### Source data

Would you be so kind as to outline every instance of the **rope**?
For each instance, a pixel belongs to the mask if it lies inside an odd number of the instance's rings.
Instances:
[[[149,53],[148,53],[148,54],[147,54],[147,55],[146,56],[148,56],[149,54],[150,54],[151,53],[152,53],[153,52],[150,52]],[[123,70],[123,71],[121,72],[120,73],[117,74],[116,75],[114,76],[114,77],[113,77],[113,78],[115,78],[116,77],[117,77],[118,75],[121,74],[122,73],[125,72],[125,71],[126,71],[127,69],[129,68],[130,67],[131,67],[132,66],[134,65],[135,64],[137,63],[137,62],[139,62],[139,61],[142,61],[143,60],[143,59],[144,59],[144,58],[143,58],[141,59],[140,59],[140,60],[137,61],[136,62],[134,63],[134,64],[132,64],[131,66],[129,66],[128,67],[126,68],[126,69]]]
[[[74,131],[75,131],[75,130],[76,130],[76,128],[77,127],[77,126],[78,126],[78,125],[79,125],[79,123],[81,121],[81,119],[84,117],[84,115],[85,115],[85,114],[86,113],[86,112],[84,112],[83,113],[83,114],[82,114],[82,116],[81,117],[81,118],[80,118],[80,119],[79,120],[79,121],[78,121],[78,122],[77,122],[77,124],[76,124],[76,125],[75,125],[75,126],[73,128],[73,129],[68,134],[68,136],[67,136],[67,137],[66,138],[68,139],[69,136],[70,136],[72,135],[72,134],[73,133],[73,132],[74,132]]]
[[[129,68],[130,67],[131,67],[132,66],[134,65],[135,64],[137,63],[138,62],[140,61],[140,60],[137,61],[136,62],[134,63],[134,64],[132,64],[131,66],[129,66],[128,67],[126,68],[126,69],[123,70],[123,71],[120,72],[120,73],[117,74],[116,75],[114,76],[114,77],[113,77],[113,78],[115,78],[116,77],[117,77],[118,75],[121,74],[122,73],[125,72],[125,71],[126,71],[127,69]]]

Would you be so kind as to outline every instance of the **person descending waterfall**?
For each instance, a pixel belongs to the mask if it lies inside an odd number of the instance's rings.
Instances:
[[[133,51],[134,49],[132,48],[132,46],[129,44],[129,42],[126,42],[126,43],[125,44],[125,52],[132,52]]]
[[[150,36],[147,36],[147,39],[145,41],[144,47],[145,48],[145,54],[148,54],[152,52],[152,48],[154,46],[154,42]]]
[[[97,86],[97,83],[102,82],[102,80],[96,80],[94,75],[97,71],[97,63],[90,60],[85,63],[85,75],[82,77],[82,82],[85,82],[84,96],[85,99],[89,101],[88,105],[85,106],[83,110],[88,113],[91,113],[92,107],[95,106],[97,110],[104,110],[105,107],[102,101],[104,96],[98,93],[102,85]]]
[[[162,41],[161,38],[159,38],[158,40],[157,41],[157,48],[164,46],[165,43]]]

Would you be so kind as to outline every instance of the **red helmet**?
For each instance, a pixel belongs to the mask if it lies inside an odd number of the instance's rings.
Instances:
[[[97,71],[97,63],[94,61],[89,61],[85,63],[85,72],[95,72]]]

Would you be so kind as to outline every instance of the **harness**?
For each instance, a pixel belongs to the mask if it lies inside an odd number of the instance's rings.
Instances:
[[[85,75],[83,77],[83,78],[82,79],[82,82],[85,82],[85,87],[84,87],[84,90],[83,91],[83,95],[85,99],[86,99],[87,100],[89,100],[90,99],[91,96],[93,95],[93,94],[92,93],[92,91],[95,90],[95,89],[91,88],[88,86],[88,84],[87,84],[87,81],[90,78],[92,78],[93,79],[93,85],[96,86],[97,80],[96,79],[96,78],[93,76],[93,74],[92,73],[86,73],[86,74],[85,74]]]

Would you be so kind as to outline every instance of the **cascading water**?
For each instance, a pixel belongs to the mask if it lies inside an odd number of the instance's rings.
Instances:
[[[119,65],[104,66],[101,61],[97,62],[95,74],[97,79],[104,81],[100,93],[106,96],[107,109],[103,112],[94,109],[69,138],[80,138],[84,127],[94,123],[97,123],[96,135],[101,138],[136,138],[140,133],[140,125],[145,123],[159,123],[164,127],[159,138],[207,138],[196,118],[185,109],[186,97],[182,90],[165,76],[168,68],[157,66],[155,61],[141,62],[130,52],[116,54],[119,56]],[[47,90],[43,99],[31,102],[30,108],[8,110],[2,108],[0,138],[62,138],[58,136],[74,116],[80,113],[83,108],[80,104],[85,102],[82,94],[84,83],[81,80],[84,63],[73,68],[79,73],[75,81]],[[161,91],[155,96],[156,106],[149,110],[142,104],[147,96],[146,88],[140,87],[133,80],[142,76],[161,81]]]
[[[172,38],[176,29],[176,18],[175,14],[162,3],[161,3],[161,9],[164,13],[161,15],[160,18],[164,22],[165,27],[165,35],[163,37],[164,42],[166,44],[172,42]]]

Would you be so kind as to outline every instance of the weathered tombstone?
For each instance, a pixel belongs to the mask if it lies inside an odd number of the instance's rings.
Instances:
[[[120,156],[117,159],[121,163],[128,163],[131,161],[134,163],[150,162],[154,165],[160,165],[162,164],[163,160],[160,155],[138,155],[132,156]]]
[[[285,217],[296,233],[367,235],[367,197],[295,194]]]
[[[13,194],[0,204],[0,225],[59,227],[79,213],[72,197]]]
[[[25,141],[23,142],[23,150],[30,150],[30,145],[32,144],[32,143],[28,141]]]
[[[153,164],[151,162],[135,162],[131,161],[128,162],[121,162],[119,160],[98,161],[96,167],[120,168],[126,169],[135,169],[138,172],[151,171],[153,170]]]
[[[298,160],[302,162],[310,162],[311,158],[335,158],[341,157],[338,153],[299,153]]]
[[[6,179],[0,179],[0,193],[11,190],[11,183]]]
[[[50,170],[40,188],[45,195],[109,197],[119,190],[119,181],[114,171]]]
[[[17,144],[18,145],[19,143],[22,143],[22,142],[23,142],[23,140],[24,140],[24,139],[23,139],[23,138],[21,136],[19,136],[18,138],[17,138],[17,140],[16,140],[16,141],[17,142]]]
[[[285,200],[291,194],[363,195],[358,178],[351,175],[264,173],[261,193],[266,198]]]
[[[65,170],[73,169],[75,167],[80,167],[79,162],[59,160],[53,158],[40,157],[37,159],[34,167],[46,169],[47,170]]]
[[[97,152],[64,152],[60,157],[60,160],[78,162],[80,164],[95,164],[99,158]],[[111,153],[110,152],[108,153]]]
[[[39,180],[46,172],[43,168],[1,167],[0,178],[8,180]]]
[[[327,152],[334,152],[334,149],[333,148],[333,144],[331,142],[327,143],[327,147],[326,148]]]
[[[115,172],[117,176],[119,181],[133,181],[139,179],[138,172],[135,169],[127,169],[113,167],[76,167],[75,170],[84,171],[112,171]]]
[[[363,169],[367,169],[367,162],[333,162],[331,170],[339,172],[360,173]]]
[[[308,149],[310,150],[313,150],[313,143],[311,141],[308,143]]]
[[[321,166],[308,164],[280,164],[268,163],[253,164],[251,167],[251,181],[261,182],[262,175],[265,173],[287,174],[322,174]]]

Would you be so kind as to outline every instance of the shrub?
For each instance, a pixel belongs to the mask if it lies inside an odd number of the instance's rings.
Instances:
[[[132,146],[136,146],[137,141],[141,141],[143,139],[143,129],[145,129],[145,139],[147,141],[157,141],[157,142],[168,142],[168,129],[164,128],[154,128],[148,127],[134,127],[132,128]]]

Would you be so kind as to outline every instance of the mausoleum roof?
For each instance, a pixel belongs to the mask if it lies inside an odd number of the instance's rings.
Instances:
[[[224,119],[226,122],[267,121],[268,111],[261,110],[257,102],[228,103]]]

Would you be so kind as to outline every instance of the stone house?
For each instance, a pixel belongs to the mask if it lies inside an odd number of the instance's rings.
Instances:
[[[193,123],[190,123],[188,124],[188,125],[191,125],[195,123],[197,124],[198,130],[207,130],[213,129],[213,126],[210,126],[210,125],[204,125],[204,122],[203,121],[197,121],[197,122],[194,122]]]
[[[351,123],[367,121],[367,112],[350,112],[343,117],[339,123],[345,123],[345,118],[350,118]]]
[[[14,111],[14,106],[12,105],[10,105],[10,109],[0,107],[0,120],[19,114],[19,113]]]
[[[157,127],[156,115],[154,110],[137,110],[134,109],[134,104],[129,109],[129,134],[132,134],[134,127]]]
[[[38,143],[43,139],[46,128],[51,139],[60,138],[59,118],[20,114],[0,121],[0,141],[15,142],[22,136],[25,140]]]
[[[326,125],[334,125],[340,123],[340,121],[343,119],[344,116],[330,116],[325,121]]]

### Written problem
Copy the records from the line containing "the mausoleum roof?" through the end, swapping "stone house" for "stone building" and leaving everything else unchanged.

### The solution
Would you be so kind as to outline every instance of the mausoleum roof?
For each instance, a pixel belongs to the mask if it lies inside an odd number of the instance's rings.
Instances:
[[[224,119],[226,122],[267,121],[268,111],[261,110],[257,102],[228,103]]]

Would you be so kind as to outline every instance of the stone building?
For each instance, a pixel belongs to the mask if it lies inside an odd number of the instance's rings.
Instances:
[[[193,123],[190,123],[188,124],[188,125],[191,125],[195,123],[197,124],[198,130],[207,130],[213,129],[213,126],[210,126],[210,125],[204,125],[204,122],[203,121],[197,121],[197,122],[194,122]]]
[[[351,123],[367,121],[367,112],[350,112],[343,117],[339,123],[345,123],[345,118],[350,118]]]
[[[14,111],[14,106],[12,105],[10,105],[10,109],[0,107],[0,120],[19,114],[19,113]]]
[[[157,127],[156,115],[154,110],[137,110],[134,109],[134,104],[129,109],[129,134],[132,134],[134,127]]]
[[[38,143],[43,139],[46,128],[51,139],[60,138],[59,118],[20,114],[0,121],[0,141],[15,142],[22,136],[25,140]]]
[[[326,125],[334,125],[340,123],[340,121],[343,119],[344,116],[330,116],[325,121]]]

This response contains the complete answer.